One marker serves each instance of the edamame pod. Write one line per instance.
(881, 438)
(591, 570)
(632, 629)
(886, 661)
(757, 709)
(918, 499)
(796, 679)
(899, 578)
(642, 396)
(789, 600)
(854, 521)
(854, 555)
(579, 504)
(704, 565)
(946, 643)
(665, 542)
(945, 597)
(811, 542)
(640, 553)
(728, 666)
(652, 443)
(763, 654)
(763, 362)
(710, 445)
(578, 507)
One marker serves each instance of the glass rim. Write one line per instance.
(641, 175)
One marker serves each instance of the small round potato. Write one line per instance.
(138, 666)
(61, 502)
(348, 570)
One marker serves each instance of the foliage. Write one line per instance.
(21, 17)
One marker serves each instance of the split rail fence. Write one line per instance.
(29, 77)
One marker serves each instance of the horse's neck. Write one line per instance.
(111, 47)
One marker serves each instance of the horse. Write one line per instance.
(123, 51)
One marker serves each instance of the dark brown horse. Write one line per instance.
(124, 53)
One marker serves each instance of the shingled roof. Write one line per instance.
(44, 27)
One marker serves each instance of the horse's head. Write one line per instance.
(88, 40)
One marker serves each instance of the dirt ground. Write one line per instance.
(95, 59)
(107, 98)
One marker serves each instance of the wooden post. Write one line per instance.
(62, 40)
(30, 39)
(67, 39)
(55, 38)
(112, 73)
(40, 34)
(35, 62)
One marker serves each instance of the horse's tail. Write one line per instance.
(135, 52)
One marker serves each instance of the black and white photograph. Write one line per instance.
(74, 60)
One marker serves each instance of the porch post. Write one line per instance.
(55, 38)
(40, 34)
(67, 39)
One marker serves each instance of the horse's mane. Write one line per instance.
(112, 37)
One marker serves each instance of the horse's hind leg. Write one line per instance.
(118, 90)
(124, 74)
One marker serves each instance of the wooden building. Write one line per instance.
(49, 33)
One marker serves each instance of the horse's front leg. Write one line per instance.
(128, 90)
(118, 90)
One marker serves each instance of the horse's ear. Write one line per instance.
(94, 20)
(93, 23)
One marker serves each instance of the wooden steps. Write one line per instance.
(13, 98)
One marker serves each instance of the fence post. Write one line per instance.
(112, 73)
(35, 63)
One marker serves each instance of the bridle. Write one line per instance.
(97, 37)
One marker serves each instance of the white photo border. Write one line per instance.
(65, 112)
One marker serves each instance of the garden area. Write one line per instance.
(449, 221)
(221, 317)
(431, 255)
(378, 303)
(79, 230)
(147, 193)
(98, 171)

• _Aim_: Reproduce all of the records above, substituting "point" for every occurrence of "marker" and leaving everything else unchanged.

• _Reply to the exercise_:
One point serves each instance of the edamame pod. Write one line per instance.
(881, 438)
(591, 570)
(632, 629)
(886, 661)
(757, 709)
(918, 499)
(796, 679)
(899, 578)
(642, 396)
(789, 600)
(854, 521)
(854, 555)
(579, 504)
(704, 565)
(946, 643)
(665, 542)
(945, 597)
(811, 542)
(640, 553)
(728, 666)
(652, 443)
(763, 654)
(763, 362)
(710, 445)
(578, 507)
One point serves each instance of the glass rim. Write one line per instance.
(641, 175)
One point serves each instance of the small round potato. Write one line per instance.
(138, 666)
(61, 502)
(348, 570)
One point serves each instance of the foliage. Write one line per instance.
(21, 17)
One point serves each instance of the split rail fence. Write one line per instance.
(29, 77)
One point serves each instance of the horse's neck. Write one line per instance.
(111, 47)
One point serves each instance of the horse. Write one line per instance.
(123, 51)
One point serves each instance of the dark brown horse. Write one line per instance.
(124, 53)
One point serves each instance of the shingled roof. Write one line per instance.
(44, 27)
One point serves each instance of the horse's head. Write one line per instance.
(88, 40)
One point serves each instance of the dirt ground. Write one line per instance.
(95, 59)
(107, 98)
One point serves each instance of the wooden post. Write one line per instance.
(62, 40)
(30, 39)
(67, 39)
(55, 38)
(112, 73)
(40, 34)
(35, 62)
One point serves each instance of the horse's tail. Write one line per instance.
(135, 52)
One point serves each instance of the black and white photograph. Write one line per instance.
(74, 60)
One point serves each instance of the porch post. Write one line per instance.
(55, 38)
(40, 34)
(67, 39)
One point serves each instance of the horse's mane. Write one line per instance.
(112, 37)
One point serves each instance of the horse's hind leg. Write one line per instance.
(118, 90)
(124, 74)
One point serves each instance of the wooden building. Write one line per instance.
(49, 33)
One point serves each instance of the horse's front leg. Write one line per instance.
(128, 90)
(118, 90)
One point serves each instance of the horse's ear. Write one line per instance.
(94, 20)
(93, 23)
One point serves each instance of the wooden steps. Write one line per instance.
(13, 98)
One point serves each instance of the fence post. Write one line per instance.
(112, 73)
(35, 63)
One point serves each instance of the bridle. Write one line per instance.
(97, 37)
One point serves each instance of the white photo border. Write one line per instance.
(65, 112)
One point serves each instance of the garden area. Write one line per instance.
(449, 221)
(221, 317)
(431, 255)
(378, 303)
(79, 230)
(147, 193)
(98, 171)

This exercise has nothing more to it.